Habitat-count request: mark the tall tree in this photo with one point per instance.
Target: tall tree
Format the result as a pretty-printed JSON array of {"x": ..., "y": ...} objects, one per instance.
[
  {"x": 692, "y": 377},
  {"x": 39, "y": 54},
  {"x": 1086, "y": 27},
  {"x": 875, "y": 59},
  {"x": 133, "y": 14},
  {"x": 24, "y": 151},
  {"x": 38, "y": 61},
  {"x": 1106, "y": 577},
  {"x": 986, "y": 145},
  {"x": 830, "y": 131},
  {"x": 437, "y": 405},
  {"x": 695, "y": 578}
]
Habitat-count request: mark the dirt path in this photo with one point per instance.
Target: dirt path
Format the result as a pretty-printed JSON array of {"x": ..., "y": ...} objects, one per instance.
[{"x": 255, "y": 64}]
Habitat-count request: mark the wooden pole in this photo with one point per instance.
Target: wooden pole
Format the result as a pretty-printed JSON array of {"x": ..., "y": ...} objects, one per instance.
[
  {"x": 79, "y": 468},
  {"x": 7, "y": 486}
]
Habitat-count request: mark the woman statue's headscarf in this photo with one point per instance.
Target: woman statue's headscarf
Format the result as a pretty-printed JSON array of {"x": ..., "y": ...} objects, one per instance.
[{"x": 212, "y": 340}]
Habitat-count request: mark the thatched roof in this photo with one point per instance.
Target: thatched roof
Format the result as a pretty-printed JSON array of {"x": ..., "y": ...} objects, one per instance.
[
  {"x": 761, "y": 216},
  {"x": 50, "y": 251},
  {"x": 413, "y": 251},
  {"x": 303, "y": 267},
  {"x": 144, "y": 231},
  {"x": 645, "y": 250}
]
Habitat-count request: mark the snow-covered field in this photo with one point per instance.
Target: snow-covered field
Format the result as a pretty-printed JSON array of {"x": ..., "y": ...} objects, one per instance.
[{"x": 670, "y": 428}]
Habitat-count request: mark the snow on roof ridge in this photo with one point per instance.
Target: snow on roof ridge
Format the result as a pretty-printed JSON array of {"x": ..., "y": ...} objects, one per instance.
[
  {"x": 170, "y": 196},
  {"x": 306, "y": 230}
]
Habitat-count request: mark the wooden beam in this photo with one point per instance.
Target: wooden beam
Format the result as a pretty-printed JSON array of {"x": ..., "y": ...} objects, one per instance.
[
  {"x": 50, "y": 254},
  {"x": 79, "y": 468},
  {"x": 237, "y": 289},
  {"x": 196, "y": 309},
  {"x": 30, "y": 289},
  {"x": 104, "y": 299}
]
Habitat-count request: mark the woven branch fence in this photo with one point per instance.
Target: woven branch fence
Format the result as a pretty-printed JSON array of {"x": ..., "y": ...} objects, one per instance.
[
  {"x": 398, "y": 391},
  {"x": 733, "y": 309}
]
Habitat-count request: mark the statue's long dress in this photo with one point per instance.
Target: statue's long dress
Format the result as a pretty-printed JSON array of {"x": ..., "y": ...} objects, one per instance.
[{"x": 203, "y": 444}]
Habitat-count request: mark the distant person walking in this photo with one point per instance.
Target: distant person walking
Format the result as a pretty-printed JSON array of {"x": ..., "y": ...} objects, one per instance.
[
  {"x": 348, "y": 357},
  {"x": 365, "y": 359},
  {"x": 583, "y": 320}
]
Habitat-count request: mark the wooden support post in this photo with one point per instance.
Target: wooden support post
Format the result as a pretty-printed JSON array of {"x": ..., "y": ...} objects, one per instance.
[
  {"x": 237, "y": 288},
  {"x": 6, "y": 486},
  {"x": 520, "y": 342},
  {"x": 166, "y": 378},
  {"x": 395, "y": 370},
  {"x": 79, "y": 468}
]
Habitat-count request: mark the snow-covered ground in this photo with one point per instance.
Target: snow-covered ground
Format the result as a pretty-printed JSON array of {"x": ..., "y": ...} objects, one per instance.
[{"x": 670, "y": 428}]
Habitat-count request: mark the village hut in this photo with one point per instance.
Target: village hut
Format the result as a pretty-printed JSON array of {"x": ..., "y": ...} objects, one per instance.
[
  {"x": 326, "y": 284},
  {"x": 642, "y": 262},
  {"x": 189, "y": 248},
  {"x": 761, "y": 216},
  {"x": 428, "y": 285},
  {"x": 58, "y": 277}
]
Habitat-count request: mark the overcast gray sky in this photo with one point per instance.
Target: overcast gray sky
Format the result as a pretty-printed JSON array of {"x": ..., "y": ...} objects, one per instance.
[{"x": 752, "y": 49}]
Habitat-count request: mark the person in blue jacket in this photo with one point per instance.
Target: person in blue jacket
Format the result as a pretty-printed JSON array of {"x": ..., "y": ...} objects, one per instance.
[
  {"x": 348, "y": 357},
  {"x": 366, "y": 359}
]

Exercise prompt
Check each line above for the string "path" and copy every line that has it.

Result of the task
Habitat-count request: mark the dirt path in this photo with one point per instance.
Target: dirt path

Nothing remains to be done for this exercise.